## Passage
■ ■ ■

Figure 4.14—Tipping in ridesharing services
Tipping in ridesharing services

A design technique that taps into both loss aversion and the sunk cost fallacy is the acknowledgment of streaks, or patterns of positive behaviors over time. One way to reward a streak is with a badge on a user’s account profile. If the user doesn’t maintain the behavior, the badge could begin to fade or display a countdown to its disappearance, a technique known as withering. Or a streak could be rewarded by displaying its duration, as shown in Figure 4.15. This design makes it implicitly clear that the streak will be lost if the person skips the behavior. Both designs stir up users’ negative emotions of losing something and remind them of the effort they’ve invested that will be lost if they don’t maintain the streak.

Figure 4.15—Rewarding a streak of weigh-ins
Rewarding a streak of weigh-ins

After a whole year of weighing themselves daily, what user is going to casually break this streak?

A Spoonful of Sugar

Behavior change design is not about forcing a certain set of choices on someone. It’s fair game to try to sweeten the deal by highlighting the positive aspects of behavior change-supporting options as long as you aren’t being deceptive or coercive to your users.

■ ■ ■

## Given data
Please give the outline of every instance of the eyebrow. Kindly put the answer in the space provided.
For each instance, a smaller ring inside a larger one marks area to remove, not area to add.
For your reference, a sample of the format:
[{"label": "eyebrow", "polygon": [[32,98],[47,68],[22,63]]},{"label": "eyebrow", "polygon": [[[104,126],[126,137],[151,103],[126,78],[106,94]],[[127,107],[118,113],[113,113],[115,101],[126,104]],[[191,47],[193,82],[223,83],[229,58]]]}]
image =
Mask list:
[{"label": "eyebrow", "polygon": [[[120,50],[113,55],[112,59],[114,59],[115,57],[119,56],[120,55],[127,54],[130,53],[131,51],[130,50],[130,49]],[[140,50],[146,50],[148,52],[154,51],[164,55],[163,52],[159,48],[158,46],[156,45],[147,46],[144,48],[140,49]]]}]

■ ■ ■

## Exercise A
In the passage on behavior change design, what is the technique called in which a streak badge starts to fade or shows a countdown to its disappearance?
## Exercise B
Continue the passage on behavior change design from its last sentence, keeping to its subject and tone.

## Exercise output A
Withering.

## Exercise output B
One tactic is to make the right choice more fun than the alternative. Volkswagen Sweden and DDB Stockholm worked together to see if they could use fun to get more people to take the stairs instead of the escalator in a Stockholm subway station. Their concept was a staircase painted like a piano keyboard that played music when people stepped on it. The piano stairs, shown in Figure 4.16, resulted in a 66% increase in people choosing the stairs.

Figure 4.16—Using fun to motivate good behaviors
Using fun to motivate good behaviors

To get people to take the stairs, forget messaging them about health; just make it more fun to do.

One behavior a lot of people would like to see change is smokers tossing cigarette butts on the pavement instead of into a disposal bin. A UK company called Ballot Bin used the concept of fun choices to help accomplish this. They manufacture outdoor ashtrays that have two compartments and clear glass fronts so people can see how many butts have been tossed into each, as shown in Figure 4.17. The ashtray can be customized with a poll question like “Do you use an Oxford comma?” and then the compartments are each labeled with an answer option—in this case, yes for people on the right side of history and no for the monsters. In areas where these Ballot Bins are installed, there’s a 46% reduction in cigarette litter.

Figure 4.17Ballot Bin ashtray
Ballot Bin ashtray

When people can use their cigarette butt to vote in a poll, they’re less likely to toss it on the ground.

A digital program that couples fun with running is Zombies, Run!, which is shown in Figure 4.18. The app lets users choose a narrative to listen to while they run that coaches them to escape a horde of imaginary zombies chasing them. Instead of focusing on the running itself, Zombies, Run! users can put their attention toward the game. Working out is suddenly much more fun. Zombies, Run! users are participating in a fitness program, but the primary focus is on escaping zombies by outrunning them.

Figure 4.18—Zombies, Run!
Zombies, Run!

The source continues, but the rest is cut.